Start of Data supplied

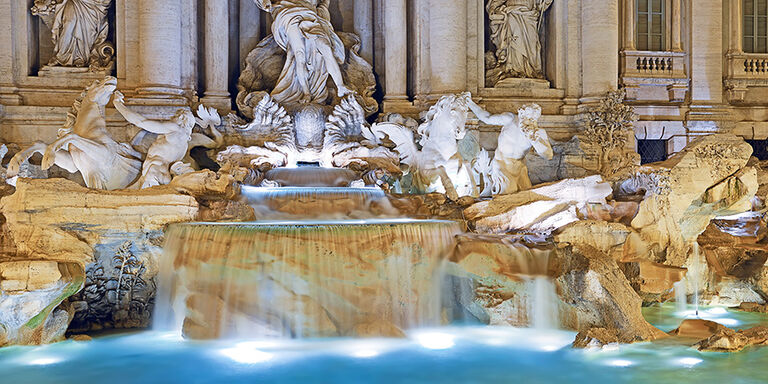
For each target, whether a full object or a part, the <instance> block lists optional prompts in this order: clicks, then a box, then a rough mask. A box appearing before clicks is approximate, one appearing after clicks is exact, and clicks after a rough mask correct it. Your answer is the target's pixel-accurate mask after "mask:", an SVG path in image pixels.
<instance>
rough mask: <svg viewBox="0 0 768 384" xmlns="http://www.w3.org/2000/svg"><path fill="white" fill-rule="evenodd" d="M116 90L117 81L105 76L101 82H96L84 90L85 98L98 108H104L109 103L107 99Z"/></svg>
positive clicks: (99, 81) (114, 78) (116, 86)
mask: <svg viewBox="0 0 768 384" xmlns="http://www.w3.org/2000/svg"><path fill="white" fill-rule="evenodd" d="M115 89H117V79H116V78H114V77H112V76H107V77H105V78H104V79H102V80H96V81H94V82H93V84H91V85H90V86H89V87H88V88H86V90H85V92H86V94H85V98H84V99H87V100H89V101H91V102H93V103H96V104H98V105H100V106H105V105H107V103H109V99H110V98H111V97H112V94H113V93H114V92H115Z"/></svg>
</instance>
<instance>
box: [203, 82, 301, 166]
mask: <svg viewBox="0 0 768 384" xmlns="http://www.w3.org/2000/svg"><path fill="white" fill-rule="evenodd" d="M222 129H223V130H224V132H223V137H221V138H220V139H217V140H219V141H221V142H222V143H223V144H222V145H220V147H225V148H226V149H224V150H223V151H221V152H219V153H218V154H217V156H216V161H217V162H218V163H219V164H221V165H222V167H232V166H234V167H245V168H250V169H254V170H260V171H267V170H269V169H271V168H275V167H284V166H287V165H289V164H290V163H295V155H296V152H297V149H296V138H295V132H294V131H295V127H294V123H293V120H292V118H291V116H290V115H288V112H287V111H286V110H285V108H283V107H282V106H280V105H279V104H278V103H277V102H276V101H275V99H273V98H272V97H271V96H270V95H268V94H264V95H263V96H262V99H261V101H259V103H258V104H257V105H256V107H255V108H254V109H253V120H252V121H251V122H250V123H246V124H238V123H237V122H232V121H228V122H226V124H224V126H223V127H222Z"/></svg>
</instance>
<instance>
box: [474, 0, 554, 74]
mask: <svg viewBox="0 0 768 384" xmlns="http://www.w3.org/2000/svg"><path fill="white" fill-rule="evenodd" d="M552 1H553V0H488V4H487V6H486V9H487V10H488V15H489V18H490V28H491V41H492V42H493V44H494V45H495V47H496V51H495V52H494V59H495V63H492V64H493V65H492V67H491V68H488V73H487V78H488V82H489V83H490V84H496V83H497V82H498V81H499V80H503V79H508V78H535V79H543V78H544V71H543V69H542V60H541V41H540V39H539V31H540V29H541V23H542V20H543V15H544V12H545V11H546V10H547V9H548V8H549V7H550V6H551V5H552Z"/></svg>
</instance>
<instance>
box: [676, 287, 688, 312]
mask: <svg viewBox="0 0 768 384" xmlns="http://www.w3.org/2000/svg"><path fill="white" fill-rule="evenodd" d="M673 287H674V288H673V289H674V291H675V312H676V313H678V314H682V313H685V312H686V311H687V310H688V292H687V291H688V288H687V282H686V279H685V278H683V279H682V280H680V281H678V282H677V283H674V284H673Z"/></svg>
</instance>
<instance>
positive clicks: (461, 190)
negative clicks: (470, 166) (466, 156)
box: [371, 92, 477, 201]
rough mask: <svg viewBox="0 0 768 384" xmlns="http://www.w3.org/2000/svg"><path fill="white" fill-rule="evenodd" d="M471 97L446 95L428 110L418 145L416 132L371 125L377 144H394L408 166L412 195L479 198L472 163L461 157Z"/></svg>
mask: <svg viewBox="0 0 768 384" xmlns="http://www.w3.org/2000/svg"><path fill="white" fill-rule="evenodd" d="M471 98H472V96H471V95H470V94H469V93H468V92H467V93H462V94H460V95H448V96H443V97H442V98H440V100H439V101H438V102H437V104H435V105H434V106H432V108H430V109H429V111H427V115H426V117H425V121H424V123H423V124H421V125H420V126H419V128H418V129H417V133H418V134H419V135H420V136H421V138H420V139H419V141H418V142H419V145H420V146H421V149H419V148H418V147H417V146H416V139H415V138H414V132H413V131H412V130H411V129H409V128H407V127H404V126H402V125H399V124H393V123H379V124H374V125H373V126H371V130H372V131H373V133H374V134H375V139H377V141H378V142H377V143H376V144H378V145H383V144H384V140H389V141H391V142H393V143H394V144H395V151H396V152H397V153H398V154H399V155H400V163H402V164H405V165H406V166H408V168H409V169H408V174H409V177H410V178H411V190H412V191H413V192H418V193H424V192H441V193H442V192H444V193H445V194H446V195H448V197H449V198H450V199H451V200H454V201H456V200H458V199H459V194H461V195H477V191H476V188H477V186H476V183H475V180H474V174H473V173H472V170H471V168H470V164H469V163H467V162H465V161H464V159H463V158H462V156H461V153H460V148H459V142H460V141H461V140H462V139H464V137H465V136H466V134H467V131H466V123H467V115H468V112H469V109H468V107H469V103H470V102H471Z"/></svg>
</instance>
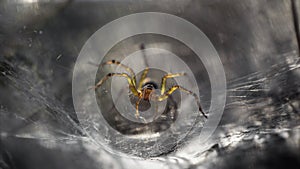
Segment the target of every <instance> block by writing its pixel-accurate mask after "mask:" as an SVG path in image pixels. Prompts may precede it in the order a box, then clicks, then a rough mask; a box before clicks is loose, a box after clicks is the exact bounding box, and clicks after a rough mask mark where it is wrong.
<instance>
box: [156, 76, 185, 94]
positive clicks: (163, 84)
mask: <svg viewBox="0 0 300 169" xmlns="http://www.w3.org/2000/svg"><path fill="white" fill-rule="evenodd" d="M184 75H186V73H175V74H166V75H164V77H163V78H162V80H161V89H160V90H161V95H163V94H164V93H165V91H166V82H167V79H168V78H173V77H178V76H184Z"/></svg>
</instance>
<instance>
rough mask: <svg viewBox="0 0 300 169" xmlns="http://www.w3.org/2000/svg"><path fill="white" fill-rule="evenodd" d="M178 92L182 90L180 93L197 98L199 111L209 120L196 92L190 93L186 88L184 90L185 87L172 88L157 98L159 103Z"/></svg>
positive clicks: (191, 92)
mask: <svg viewBox="0 0 300 169" xmlns="http://www.w3.org/2000/svg"><path fill="white" fill-rule="evenodd" d="M176 90H180V91H183V92H185V93H187V94H189V95H192V96H193V97H194V98H195V100H196V103H197V105H198V107H199V111H200V112H201V113H202V115H203V116H204V117H205V118H207V115H206V114H205V113H204V112H203V110H202V107H201V105H200V99H199V97H198V96H197V95H196V94H195V93H194V92H192V91H189V90H187V89H185V88H183V87H181V86H178V85H175V86H173V87H171V88H170V89H169V90H168V91H166V92H165V93H164V94H162V95H160V96H158V97H157V100H158V101H163V100H165V99H167V98H168V97H169V95H171V94H172V93H173V92H174V91H176Z"/></svg>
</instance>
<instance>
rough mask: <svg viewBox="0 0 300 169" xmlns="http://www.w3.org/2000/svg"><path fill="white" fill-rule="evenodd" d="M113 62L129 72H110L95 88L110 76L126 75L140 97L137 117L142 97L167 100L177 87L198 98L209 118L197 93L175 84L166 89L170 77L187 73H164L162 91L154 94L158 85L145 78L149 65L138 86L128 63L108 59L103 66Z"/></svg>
mask: <svg viewBox="0 0 300 169" xmlns="http://www.w3.org/2000/svg"><path fill="white" fill-rule="evenodd" d="M111 64H114V65H118V66H121V67H123V68H125V69H126V71H127V72H128V73H129V74H127V73H108V74H107V75H106V76H104V77H103V78H102V79H101V80H100V81H99V82H98V83H97V84H96V85H95V86H94V87H93V88H94V89H95V90H96V89H97V88H99V87H100V86H101V85H102V84H103V83H104V82H105V81H106V80H108V79H109V78H111V77H113V76H119V77H125V78H126V79H127V81H128V84H129V89H130V91H131V92H132V94H133V95H134V96H136V97H138V100H137V101H136V103H135V108H136V112H135V116H136V118H139V117H140V114H139V104H140V101H141V100H142V99H144V100H145V101H150V99H152V100H154V101H163V100H166V99H167V98H168V97H169V95H171V94H172V93H173V92H174V91H176V90H177V89H178V90H180V91H183V92H185V93H187V94H189V95H192V96H193V97H194V98H195V100H196V103H197V105H198V107H199V111H200V112H201V113H202V115H203V116H204V117H205V118H207V116H206V114H205V113H204V112H203V110H202V108H201V106H200V101H199V98H198V96H197V95H196V94H195V93H193V92H191V91H189V90H187V89H185V88H183V87H181V86H179V85H174V86H172V87H171V88H170V89H169V90H168V91H166V81H167V79H168V78H174V77H178V76H183V75H185V73H175V74H166V75H164V76H163V77H162V81H161V92H160V94H158V95H157V94H156V95H153V94H152V92H153V91H154V90H155V89H156V86H154V85H153V84H152V83H149V82H147V81H146V80H145V79H146V78H147V74H148V71H149V68H148V67H147V68H146V69H145V70H144V71H143V73H142V76H141V78H140V80H139V84H138V86H137V81H136V75H135V73H134V72H133V70H132V69H131V68H130V67H128V66H126V65H124V64H122V63H120V62H119V61H116V60H110V61H107V62H105V63H103V64H102V65H101V66H104V65H111Z"/></svg>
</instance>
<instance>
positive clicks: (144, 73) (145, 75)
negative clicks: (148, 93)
mask: <svg viewBox="0 0 300 169" xmlns="http://www.w3.org/2000/svg"><path fill="white" fill-rule="evenodd" d="M148 72H149V68H148V67H147V68H146V69H145V70H144V71H143V74H142V77H141V79H140V81H139V85H138V91H141V90H142V87H143V82H144V80H145V79H146V77H147V74H148Z"/></svg>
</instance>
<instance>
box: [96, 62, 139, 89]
mask: <svg viewBox="0 0 300 169" xmlns="http://www.w3.org/2000/svg"><path fill="white" fill-rule="evenodd" d="M105 65H118V66H121V67H123V68H124V69H125V70H126V71H127V72H128V73H129V74H130V76H131V78H132V81H133V83H134V85H135V86H136V78H135V73H134V71H133V70H132V69H131V68H130V67H128V66H126V65H124V64H122V63H121V62H119V61H116V60H109V61H107V62H104V63H102V64H101V66H105Z"/></svg>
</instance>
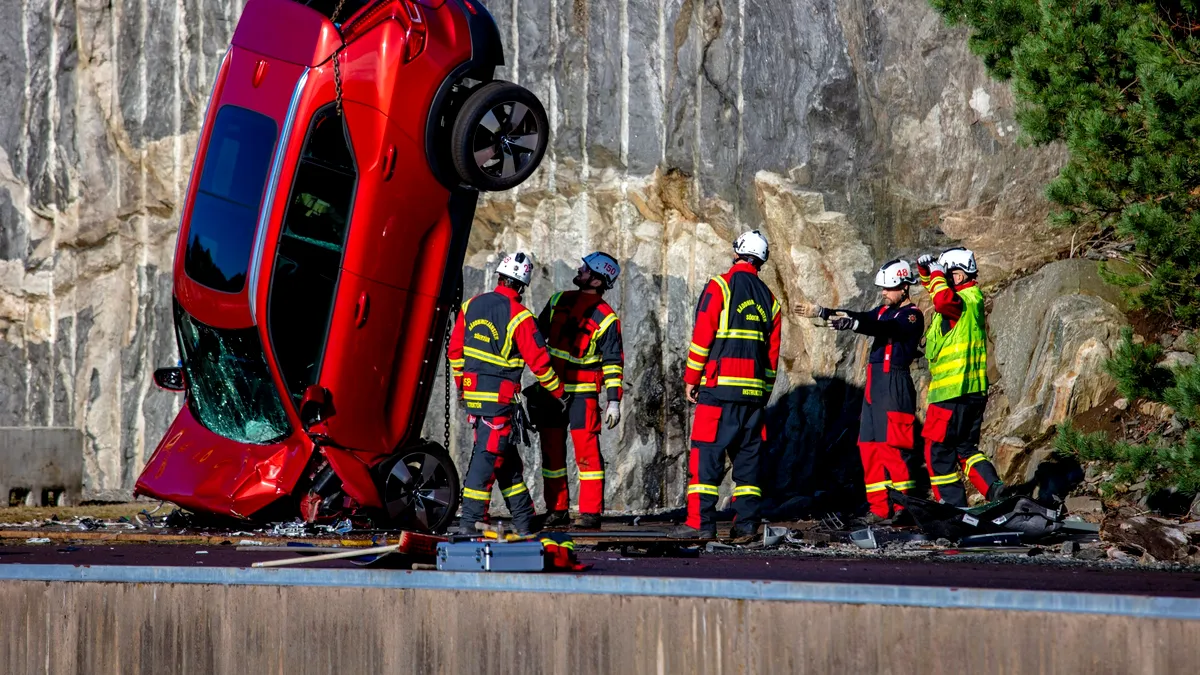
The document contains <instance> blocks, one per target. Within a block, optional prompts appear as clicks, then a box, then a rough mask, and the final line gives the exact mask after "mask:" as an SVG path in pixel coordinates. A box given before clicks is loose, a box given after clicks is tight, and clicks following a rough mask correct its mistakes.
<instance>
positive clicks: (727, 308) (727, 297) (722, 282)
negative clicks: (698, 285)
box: [713, 276, 732, 337]
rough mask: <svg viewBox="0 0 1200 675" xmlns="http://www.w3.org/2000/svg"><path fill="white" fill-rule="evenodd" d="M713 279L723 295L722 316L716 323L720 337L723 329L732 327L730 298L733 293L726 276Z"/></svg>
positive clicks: (721, 313)
mask: <svg viewBox="0 0 1200 675" xmlns="http://www.w3.org/2000/svg"><path fill="white" fill-rule="evenodd" d="M713 281H715V282H716V285H718V286H719V287H720V288H721V295H722V297H721V318H720V322H719V323H718V324H716V336H718V337H720V336H721V333H722V331H727V330H728V329H730V298H731V297H732V294H731V293H730V285H728V283H726V282H725V279H724V277H721V276H714V277H713Z"/></svg>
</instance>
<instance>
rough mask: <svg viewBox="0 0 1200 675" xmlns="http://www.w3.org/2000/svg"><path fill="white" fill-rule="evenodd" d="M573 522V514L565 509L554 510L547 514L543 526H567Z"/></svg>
mask: <svg viewBox="0 0 1200 675" xmlns="http://www.w3.org/2000/svg"><path fill="white" fill-rule="evenodd" d="M570 524H571V516H570V515H569V514H568V513H566V512H565V510H552V512H548V513H547V514H546V520H544V521H542V524H541V526H542V527H566V526H568V525H570Z"/></svg>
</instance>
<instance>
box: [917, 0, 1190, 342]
mask: <svg viewBox="0 0 1200 675" xmlns="http://www.w3.org/2000/svg"><path fill="white" fill-rule="evenodd" d="M930 2H931V4H932V6H934V7H935V8H936V10H937V11H940V12H941V13H942V14H943V16H944V17H946V18H947V20H949V22H950V23H952V24H965V25H967V26H968V28H970V29H971V37H970V47H971V49H972V50H973V52H974V53H976V54H978V55H979V56H980V58H982V59H983V61H984V65H985V66H986V67H988V71H989V72H990V73H991V76H992V77H995V78H997V79H1001V80H1008V82H1010V83H1012V86H1013V92H1014V96H1015V98H1016V102H1018V110H1016V120H1018V123H1019V124H1020V126H1021V131H1022V133H1024V137H1025V138H1026V139H1027V141H1030V142H1032V143H1034V144H1038V145H1045V144H1050V143H1062V144H1064V145H1066V148H1067V149H1068V151H1069V159H1068V161H1067V165H1066V166H1064V167H1063V168H1062V171H1061V172H1060V174H1058V177H1057V178H1056V179H1055V180H1054V181H1052V183H1051V184H1050V185H1049V186H1048V189H1046V196H1048V197H1049V198H1050V201H1051V202H1054V203H1055V204H1057V205H1058V207H1060V210H1058V211H1057V213H1056V214H1054V216H1052V219H1054V221H1055V222H1057V223H1061V225H1066V226H1072V227H1086V228H1091V229H1092V231H1093V232H1094V233H1096V234H1098V235H1099V237H1097V240H1100V241H1106V243H1109V244H1112V243H1116V244H1120V245H1118V246H1116V247H1114V251H1121V250H1123V249H1122V246H1121V245H1124V244H1133V252H1132V253H1126V257H1127V259H1128V262H1130V263H1133V268H1134V269H1135V270H1138V274H1133V275H1124V276H1123V277H1122V280H1121V282H1122V285H1123V286H1127V287H1132V288H1135V291H1133V293H1134V294H1135V295H1138V297H1139V300H1140V304H1141V305H1142V306H1146V307H1152V309H1154V310H1156V311H1162V312H1164V313H1166V315H1168V316H1170V317H1172V318H1175V319H1176V321H1178V322H1181V323H1186V324H1196V323H1198V322H1200V283H1198V282H1196V281H1198V279H1200V255H1198V253H1200V1H1198V0H1169V1H1164V2H1147V1H1139V0H930Z"/></svg>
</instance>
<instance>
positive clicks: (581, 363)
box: [546, 347, 600, 365]
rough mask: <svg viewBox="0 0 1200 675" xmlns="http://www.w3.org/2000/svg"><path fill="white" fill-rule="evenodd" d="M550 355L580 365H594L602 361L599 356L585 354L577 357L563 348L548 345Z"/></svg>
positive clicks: (568, 362) (547, 348)
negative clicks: (572, 354) (554, 347)
mask: <svg viewBox="0 0 1200 675" xmlns="http://www.w3.org/2000/svg"><path fill="white" fill-rule="evenodd" d="M546 351H547V352H550V356H552V357H554V358H559V359H563V360H564V362H566V363H574V364H578V365H594V364H598V363H600V357H599V356H584V357H583V358H576V357H572V356H571V354H570V352H564V351H563V350H556V348H553V347H546Z"/></svg>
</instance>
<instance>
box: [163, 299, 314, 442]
mask: <svg viewBox="0 0 1200 675" xmlns="http://www.w3.org/2000/svg"><path fill="white" fill-rule="evenodd" d="M175 325H176V328H178V333H179V351H180V354H181V357H182V362H184V372H185V376H186V378H187V394H188V396H187V404H188V406H191V410H192V414H193V416H194V417H196V419H198V420H199V423H200V424H203V425H204V426H205V428H208V429H209V430H210V431H212V432H215V434H220V435H221V436H224V437H226V438H229V440H232V441H239V442H242V443H274V442H276V441H280V440H281V438H283V437H284V436H287V435H288V434H290V432H292V429H290V425H289V424H288V417H287V413H286V412H284V410H283V402H282V401H281V400H280V395H278V392H276V390H275V383H274V382H271V375H270V372H269V371H268V369H266V357H265V356H264V354H263V345H262V342H260V341H259V339H258V330H257V329H254V328H241V329H218V328H211V327H208V325H204V324H203V323H200V322H198V321H196V319H194V318H192V317H191V316H190V315H188V313H187V312H185V311H184V310H182V307H180V306H179V304H178V303H176V305H175Z"/></svg>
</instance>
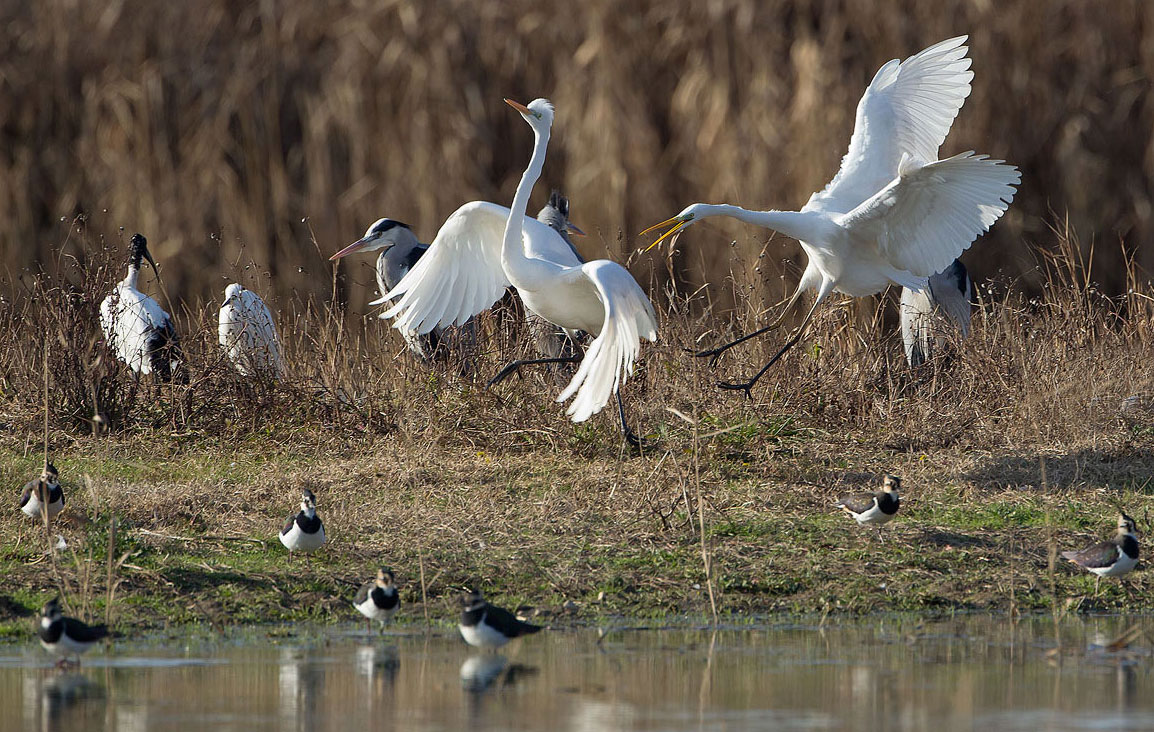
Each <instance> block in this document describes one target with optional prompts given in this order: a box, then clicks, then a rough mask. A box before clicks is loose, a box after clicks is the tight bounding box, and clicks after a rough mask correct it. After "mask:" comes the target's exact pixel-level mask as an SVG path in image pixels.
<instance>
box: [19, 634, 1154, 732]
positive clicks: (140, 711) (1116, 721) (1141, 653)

End of Data supplied

Your task: Word for word, restate the lines running from the one containing "box: [19, 634, 1154, 732]" through the final line of the records above, and nothing besides.

Solved problem:
box: [19, 634, 1154, 732]
positive clicks: (140, 711) (1116, 721) (1141, 653)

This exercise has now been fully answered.